▸ **OBJECTIVE**
Can you copy, character for character, the lines in the records below, from the line containing "Tight boxes only — no extra padding. Annotate the man's hand" through the line containing "[706,217,743,256]"?

### SUPPLIED INFORMATION ###

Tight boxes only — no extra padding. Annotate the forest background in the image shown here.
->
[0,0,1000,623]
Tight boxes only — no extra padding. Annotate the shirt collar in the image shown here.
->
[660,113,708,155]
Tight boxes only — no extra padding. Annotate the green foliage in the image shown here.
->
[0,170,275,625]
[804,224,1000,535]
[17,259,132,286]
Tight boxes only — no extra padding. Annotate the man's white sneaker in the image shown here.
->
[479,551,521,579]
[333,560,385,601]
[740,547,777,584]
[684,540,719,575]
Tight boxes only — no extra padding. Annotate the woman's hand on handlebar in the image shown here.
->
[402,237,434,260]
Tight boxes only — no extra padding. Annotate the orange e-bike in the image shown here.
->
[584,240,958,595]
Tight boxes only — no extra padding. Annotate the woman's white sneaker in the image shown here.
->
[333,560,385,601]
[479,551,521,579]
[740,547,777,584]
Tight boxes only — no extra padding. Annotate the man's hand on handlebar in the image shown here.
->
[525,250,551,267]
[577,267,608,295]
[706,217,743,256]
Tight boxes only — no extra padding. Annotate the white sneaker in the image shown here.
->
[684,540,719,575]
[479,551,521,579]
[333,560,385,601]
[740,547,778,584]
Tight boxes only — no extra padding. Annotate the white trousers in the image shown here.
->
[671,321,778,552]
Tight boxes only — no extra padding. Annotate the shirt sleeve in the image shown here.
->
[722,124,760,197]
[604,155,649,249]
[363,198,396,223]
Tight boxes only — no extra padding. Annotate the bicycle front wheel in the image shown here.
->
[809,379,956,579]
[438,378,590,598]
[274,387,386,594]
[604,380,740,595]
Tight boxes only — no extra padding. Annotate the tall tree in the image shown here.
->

###

▸ **OUTPUT OF THE TASK**
Tight boxes only — no extra padding. Annotate the man's hand on handlebar in the image shown here.
->
[525,250,551,267]
[577,267,608,295]
[706,217,743,256]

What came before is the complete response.